Step inside this Michelin-starred tapas bar and you might think you’re somewhere incredibly cool and swish in Andalucía. This place just doesn’t feel like Bristol, it feels like the real deal. As for the food itself, the menu is stylish with an outstanding selection of tapas, including, of course, knock-out Spanish hams carved to order. Paco calls itself a family-run tapas restaurant where Peter Sanchez and his brigade of chefs are cooking at the top of their game. This place is special, and one of Bristol’s finest.

Casual dining

Sit at the concrete, peachy coloured, curvy bar and marvel at this long-standing, now revamped public bar in Bedminster, South Bristol. Behind the bar, mounted on the wall, are taps that dispense wine – and not just any wine. Kask serves remarkable wines, and the ones on tap switch frequently to give you the opportunity to drink a diverse and splendid selection, all by the glass. They’re all available to take home by the bottle, too, and sensibly priced. Cheese, charcuterie, good bread – you know the drill. It’s a trailblazer for Bristol.

Cheap eats, casual dining

Tiny doesn’t cut it – Bokman is miniscule, but as you approach it, just off Stokes Croft, it’s plain to see that this Korean restaurant is very popular. Queues-out-the-door popular. Arrive early and grab a seat. It’s a short menu, and both the fried kimchi rice and beef brisket ramen arrive in blisteringly hot ceramic bowls and continue to cook at the table. Korean beer or plum sodas and soft-serve ice cream complete this extraordinary newcomer to the city’s restaurant scene. Lucky Bristol.

Casual dining

Filling the boots of much-loved Bar Buvette is a tall order. Opening in the same space, Marmo have succeeded in this gorgeous building (high ceilings, large windows) giving Bristol a wine list that is exemplary in execution and a wine nerd’s delight. The short, modestly priced and largely Italian influenced menu drives you to order many of the little dishes, switching things around, always with wines to match.

● **Source data**:

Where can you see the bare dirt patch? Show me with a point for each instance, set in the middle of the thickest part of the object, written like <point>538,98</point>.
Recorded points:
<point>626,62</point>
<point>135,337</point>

● **Prompt**: Can you write out the Bristol restaurant text word for word, starting at "Sit at the concrete, peachy" up to and including "trailblazer for Bristol."? The listing plays no part in what you need to do here.

● **Exercise output**:
Sit at the concrete, peachy coloured, curvy bar and marvel at this long-standing, now revamped public bar in Bedminster, South Bristol. Behind the bar, mounted on the wall, are taps that dispense wine – and not just any wine. Kask serves remarkable wines, and the ones on tap switch frequently to give you the opportunity to drink a diverse and splendid selection, all by the glass. They’re all available to take home by the bottle, too, and sensibly priced. Cheese, charcuterie, good bread – you know the drill. It’s a trailblazer for Bristol.